> [Data to process]
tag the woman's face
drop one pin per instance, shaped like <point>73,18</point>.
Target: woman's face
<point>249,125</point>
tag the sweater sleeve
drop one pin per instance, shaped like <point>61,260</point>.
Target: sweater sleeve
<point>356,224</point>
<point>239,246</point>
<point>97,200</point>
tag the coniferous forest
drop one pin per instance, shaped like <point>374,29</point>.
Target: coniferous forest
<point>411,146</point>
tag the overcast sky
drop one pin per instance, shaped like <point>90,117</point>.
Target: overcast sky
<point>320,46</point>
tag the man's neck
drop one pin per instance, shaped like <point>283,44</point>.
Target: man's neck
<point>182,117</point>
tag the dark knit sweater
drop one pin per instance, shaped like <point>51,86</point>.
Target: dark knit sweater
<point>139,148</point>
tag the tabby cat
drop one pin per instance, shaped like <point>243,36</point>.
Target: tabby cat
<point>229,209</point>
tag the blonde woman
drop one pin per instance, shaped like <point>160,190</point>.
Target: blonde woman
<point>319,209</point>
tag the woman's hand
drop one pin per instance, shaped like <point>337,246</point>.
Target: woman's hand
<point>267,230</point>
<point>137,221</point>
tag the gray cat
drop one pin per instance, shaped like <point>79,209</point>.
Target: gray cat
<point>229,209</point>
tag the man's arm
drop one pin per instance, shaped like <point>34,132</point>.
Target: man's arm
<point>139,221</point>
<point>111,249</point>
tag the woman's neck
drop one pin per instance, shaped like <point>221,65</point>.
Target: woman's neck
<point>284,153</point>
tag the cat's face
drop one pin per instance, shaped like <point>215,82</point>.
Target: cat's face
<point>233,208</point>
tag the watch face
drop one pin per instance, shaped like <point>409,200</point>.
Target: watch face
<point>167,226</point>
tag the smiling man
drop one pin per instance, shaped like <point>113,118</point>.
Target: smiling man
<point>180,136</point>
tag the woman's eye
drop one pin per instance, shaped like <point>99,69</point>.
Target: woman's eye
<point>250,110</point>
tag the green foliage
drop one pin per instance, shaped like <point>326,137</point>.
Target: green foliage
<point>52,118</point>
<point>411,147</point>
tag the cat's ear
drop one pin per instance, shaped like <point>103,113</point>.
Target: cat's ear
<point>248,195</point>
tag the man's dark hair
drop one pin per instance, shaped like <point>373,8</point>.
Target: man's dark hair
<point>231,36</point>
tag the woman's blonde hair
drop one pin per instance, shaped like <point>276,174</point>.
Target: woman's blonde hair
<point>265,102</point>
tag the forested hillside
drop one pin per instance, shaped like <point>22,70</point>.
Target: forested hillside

> [Written problem] Reproduce all of the entries above, changing every "drop one pin" to "place one marker" and leaving the rest untouched.

> [Response to the exercise]
tag the woman's face
place one marker per instance, shaped like <point>73,18</point>.
Target: woman's face
<point>249,125</point>
tag the sweater sleeve
place one marker per instance, shaped like <point>61,260</point>.
Target: sweater sleeve
<point>356,224</point>
<point>239,246</point>
<point>97,200</point>
tag the coniferous forest
place one marker per instance, shaped like <point>374,29</point>.
Target: coniferous forest
<point>411,146</point>
tag the overcast sky
place one marker per instance, shaped like <point>90,117</point>.
Target: overcast sky
<point>320,46</point>
tag the man's neck
place one marker per instance, shaped like <point>283,44</point>.
Target: man's neck
<point>182,117</point>
tag the dark knit sweater
place one marker per instance, shaped like <point>51,86</point>.
Target: dark knit sweater
<point>139,148</point>
tag the tabby cat
place one marker per instance, shaped like <point>243,36</point>.
Target: tabby cat
<point>229,209</point>
tag the blonde woman
place one marker per instance, shaped like <point>160,190</point>.
Target: blonde woman
<point>319,209</point>
tag the woman's hand
place one marker per instance, shaped like <point>337,246</point>.
Target: woman's hand
<point>267,230</point>
<point>137,221</point>
tag the gray cat
place one marker per instance, shaped like <point>79,209</point>.
Target: gray cat
<point>229,209</point>
tag the man's arm
place one marker per instance, shaped like <point>34,132</point>.
Target: man's arm
<point>139,221</point>
<point>111,249</point>
tag the woman's neck
place one marker per instance, shaped like <point>221,65</point>.
Target: woman's neck
<point>284,153</point>
tag the cat's face
place one marker per instance, shaped like <point>215,82</point>.
Target: cat's face
<point>233,208</point>
tag the watch face
place one marker per instance, shaped like <point>409,200</point>.
Target: watch face
<point>167,226</point>
tag the smiling man
place one marker per instance, shaped like <point>113,118</point>.
Target: smiling man
<point>180,136</point>
tag the woman's eye
place one marker per instance, shaped like <point>99,69</point>.
Target: woman's eye
<point>250,110</point>
tag the green foliage
place one marker per instance, shaped like <point>326,137</point>.
Target: green foliage
<point>52,118</point>
<point>411,147</point>
tag the cat's ear
place one marker per instance, shaped like <point>103,113</point>.
Target: cat's ear
<point>248,195</point>
tag the man's dark hair
place one marker per instance, shaped like <point>373,8</point>.
Target: man's dark hair
<point>231,36</point>
tag the woman's blonde hair
place one marker per instance, shaped like <point>276,174</point>.
Target: woman's blonde hair
<point>265,102</point>
tag the forested hillside
place one marker per instance, shaped like <point>22,70</point>.
Target: forested hillside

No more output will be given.